[Collected data entries]
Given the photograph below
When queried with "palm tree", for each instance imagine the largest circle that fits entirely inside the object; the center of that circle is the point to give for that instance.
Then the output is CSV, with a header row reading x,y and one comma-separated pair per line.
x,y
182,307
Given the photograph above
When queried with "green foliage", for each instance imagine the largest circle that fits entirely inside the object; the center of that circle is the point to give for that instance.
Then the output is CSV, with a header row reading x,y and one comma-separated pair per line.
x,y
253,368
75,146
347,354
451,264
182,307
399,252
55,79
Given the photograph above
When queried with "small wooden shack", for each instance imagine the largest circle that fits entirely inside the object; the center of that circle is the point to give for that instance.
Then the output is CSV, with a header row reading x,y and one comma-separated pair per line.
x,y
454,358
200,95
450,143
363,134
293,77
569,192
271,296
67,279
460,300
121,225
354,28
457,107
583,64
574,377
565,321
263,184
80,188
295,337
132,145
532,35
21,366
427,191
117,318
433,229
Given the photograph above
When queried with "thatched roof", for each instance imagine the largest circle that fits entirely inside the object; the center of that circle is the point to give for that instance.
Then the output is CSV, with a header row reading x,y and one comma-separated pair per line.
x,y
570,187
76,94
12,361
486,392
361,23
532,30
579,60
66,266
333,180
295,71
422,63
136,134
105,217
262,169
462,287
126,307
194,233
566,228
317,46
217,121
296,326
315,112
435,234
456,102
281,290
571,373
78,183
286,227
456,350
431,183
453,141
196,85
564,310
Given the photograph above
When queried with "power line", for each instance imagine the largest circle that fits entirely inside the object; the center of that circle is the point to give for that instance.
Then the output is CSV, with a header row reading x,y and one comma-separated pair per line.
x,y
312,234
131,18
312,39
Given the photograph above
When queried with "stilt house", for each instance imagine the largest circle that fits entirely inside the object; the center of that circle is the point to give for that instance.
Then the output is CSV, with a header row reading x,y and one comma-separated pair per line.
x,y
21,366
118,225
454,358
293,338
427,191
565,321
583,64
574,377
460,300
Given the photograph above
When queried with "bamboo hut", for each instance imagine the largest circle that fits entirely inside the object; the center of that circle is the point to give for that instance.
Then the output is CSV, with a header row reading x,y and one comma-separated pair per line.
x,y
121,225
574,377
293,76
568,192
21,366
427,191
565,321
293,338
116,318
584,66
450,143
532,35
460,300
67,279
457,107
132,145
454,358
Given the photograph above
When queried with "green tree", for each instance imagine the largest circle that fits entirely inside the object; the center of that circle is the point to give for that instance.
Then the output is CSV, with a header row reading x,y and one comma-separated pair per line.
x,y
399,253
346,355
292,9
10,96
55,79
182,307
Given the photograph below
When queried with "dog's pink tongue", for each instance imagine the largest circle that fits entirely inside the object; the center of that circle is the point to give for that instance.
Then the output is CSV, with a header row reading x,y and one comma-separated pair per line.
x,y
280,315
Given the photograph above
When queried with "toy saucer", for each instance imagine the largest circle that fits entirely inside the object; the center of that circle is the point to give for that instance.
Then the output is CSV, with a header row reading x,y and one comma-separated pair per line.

* **What the exercise asks**
Gather every line from the material above that contains the word "green".

* **Output for this exercise**
When queried with "green foliage", for each instance imagine the largest circle that fits entirely inside the object; the center of that circle is the point to give for that instance.
When queried with "green tree", for each instance imagine the largest circle that fits entirely inside the object; the center of that circle is the point to give for that instance.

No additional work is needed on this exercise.